··· DATA FOR THIS EXERCISE ···

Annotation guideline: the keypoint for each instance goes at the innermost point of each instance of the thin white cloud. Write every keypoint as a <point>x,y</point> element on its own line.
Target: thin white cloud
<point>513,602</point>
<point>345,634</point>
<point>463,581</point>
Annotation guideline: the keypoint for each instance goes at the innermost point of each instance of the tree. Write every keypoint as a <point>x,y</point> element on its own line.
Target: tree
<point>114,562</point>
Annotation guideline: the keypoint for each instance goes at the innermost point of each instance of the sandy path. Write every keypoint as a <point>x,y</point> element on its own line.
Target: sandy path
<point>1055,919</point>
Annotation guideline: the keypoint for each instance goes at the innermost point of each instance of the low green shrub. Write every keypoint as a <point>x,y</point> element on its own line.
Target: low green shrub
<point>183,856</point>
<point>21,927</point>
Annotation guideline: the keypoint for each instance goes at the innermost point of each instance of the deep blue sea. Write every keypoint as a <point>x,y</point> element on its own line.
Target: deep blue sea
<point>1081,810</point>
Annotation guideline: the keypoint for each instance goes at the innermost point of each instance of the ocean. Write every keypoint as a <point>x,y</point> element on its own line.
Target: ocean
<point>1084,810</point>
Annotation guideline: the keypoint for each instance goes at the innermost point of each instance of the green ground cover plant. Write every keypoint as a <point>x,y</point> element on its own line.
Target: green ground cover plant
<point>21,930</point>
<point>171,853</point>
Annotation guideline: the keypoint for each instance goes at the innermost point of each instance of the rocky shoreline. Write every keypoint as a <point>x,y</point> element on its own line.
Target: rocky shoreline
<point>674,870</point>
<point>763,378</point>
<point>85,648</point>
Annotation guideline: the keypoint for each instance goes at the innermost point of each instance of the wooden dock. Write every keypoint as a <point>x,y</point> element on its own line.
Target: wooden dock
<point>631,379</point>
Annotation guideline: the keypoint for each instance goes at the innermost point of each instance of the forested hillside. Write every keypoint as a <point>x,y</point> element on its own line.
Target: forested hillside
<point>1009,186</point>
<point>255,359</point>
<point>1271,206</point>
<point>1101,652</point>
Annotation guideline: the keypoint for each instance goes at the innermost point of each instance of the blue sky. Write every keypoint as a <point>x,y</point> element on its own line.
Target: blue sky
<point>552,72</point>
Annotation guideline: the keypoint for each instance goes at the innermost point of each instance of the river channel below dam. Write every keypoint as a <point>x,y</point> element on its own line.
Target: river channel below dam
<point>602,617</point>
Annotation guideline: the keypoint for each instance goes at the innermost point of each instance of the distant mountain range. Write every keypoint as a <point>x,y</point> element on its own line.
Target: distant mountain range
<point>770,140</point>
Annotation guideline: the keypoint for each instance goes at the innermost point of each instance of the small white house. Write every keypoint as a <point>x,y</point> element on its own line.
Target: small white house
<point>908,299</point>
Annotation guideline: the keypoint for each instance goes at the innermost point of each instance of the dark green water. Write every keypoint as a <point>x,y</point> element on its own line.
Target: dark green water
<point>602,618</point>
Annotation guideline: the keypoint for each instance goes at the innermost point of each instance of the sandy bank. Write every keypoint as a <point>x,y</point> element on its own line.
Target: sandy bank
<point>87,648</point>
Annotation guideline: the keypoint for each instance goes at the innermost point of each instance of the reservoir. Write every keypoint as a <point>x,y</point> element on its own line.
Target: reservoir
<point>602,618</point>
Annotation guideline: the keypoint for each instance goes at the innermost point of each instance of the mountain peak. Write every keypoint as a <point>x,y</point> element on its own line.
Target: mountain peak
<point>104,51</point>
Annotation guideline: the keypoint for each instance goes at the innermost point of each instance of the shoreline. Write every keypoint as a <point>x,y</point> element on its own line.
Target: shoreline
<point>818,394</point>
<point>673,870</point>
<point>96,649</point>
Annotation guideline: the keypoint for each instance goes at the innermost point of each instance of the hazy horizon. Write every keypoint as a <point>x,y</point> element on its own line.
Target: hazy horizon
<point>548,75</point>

···

→ EXERCISE DESCRIPTION: Convert the items above into a two-column CSV with the headers "prompt" and "points". Give one row per item, put its text and its answer each in a single quoted field, and replace line breaks with spaces.

→ TASK ANSWER:
prompt,points
"Annotation guideline: the keypoint for each instance goes at the innermost point of each instance of the thin white cloud. Write every keypoint as a <point>x,y</point> element on its own line. Target: thin white cloud","<point>513,602</point> <point>345,634</point> <point>463,581</point>"
"Annotation guideline: the keypoint for each instance goes at the innermost point of each instance of the tree. Write every keypoint as a <point>x,y</point> element on its own line. Target: tree","<point>114,562</point>"
"Annotation guideline: the keypoint for each instance goes at the innermost point of each instance of the sandy path. Write every keypoint as a <point>x,y</point> element on its own line. Target: sandy path","<point>1055,919</point>"
"Annotation guideline: the keypoint for each instance goes at the innermost point of each instance of the low green shrub. Write every keypoint as a <point>x,y</point> element on its own line. Target: low green shrub","<point>183,856</point> <point>21,927</point>"
"Annotation guideline: the keypoint for each instance goes at the innermost point of each instance of the deep blue sea. Write every keypoint as a <point>x,y</point> element on its own line. Target: deep blue sea","<point>1081,810</point>"
"Annotation guideline: the keypoint for each instance goes at the innermost point of each instance of the ocean. Write every keypoint as a <point>x,y</point> element on its own line. Target: ocean","<point>1084,810</point>"
"Annotation guideline: the keypoint for each instance goes at the innermost point of each instance of the green ground cover plant. Write every keypoint as a <point>x,y</point> element on its own line. Target: green ground cover plant","<point>21,930</point> <point>171,853</point>"
"Annotation guideline: the keypoint for each instance goes at the innermost point of each instance of the rocky shoreline. Write every keypoint as a <point>x,y</point> element on its own line. Target: rocky shoreline","<point>674,870</point> <point>763,378</point> <point>85,648</point>"
"Annotation guideline: the keypoint for each instance goes at the innermost point of each instance of the wooden dock. Write every keypoint as a <point>x,y</point> element on its own line. Target: wooden dock","<point>631,379</point>"
"Annotation guideline: the keypoint for each instance goes at the innermost point of each instance of the forested hillside. Write every keypoint as a <point>x,y</point> element on its own line. Target: forested hillside","<point>1009,186</point> <point>255,359</point> <point>1271,206</point> <point>1101,652</point>"
"Annotation guideline: the keypoint for each instance goes at the innermost point of each instance of the blue sky. Write every keypoint as a <point>x,y</point> element on its own line. Target: blue sky","<point>552,72</point>"
"Annotation guideline: the keypoint for each instance goes at the innermost point of each instance of the river channel below dam. Write every keypoint as a <point>x,y</point> element on its own line. Target: river channel below dam","<point>602,617</point>"
"Annotation guideline: the keypoint for each instance goes at the innermost point of each instance of the distant mountain range. Write every keypoint as a <point>x,y</point> element on its own line. Target: distant mountain range","<point>770,140</point>"
"Annotation guideline: the keypoint for each instance goes at the innermost point of each instance of the small white house. Write every keypoint as a <point>x,y</point> element on its own line. Target: small white house","<point>908,299</point>"
"Annotation guideline: the keypoint for each instance goes at the innermost point of each instance of the dark green water. Write every keypoint as a <point>x,y</point> element on its own line. Target: dark green water","<point>602,618</point>"
"Annotation guideline: the keypoint for each instance goes at the innermost point of each instance of the sandy bank. Write every keypoint as a <point>x,y</point> element on its own line. Target: sandy bank","<point>87,648</point>"
"Annotation guideline: the keypoint for each instance goes at the innermost point of each instance of the reservoir. Write every keypoint as a <point>x,y</point> element on its own line. Target: reservoir","<point>602,618</point>"
"Annotation guideline: the keypoint for each instance goes at the innermost point of each instance of the mountain peak. Write every keypoint as a <point>x,y</point> element on its own line. Target: mountain peak","<point>104,51</point>"
"Annotation guideline: the keypoint for each instance goes at the innermost point of each instance of the shoreline. Write every keypoint as a <point>x,y</point> element on its own line. Target: shoreline","<point>818,394</point> <point>673,870</point> <point>96,649</point>"
"Annotation guideline: the keypoint for each instance goes at the innermost point of each instance of the hazy horizon. Write every keypoint as a <point>x,y</point> element on its own line. Target: hazy horizon","<point>548,75</point>"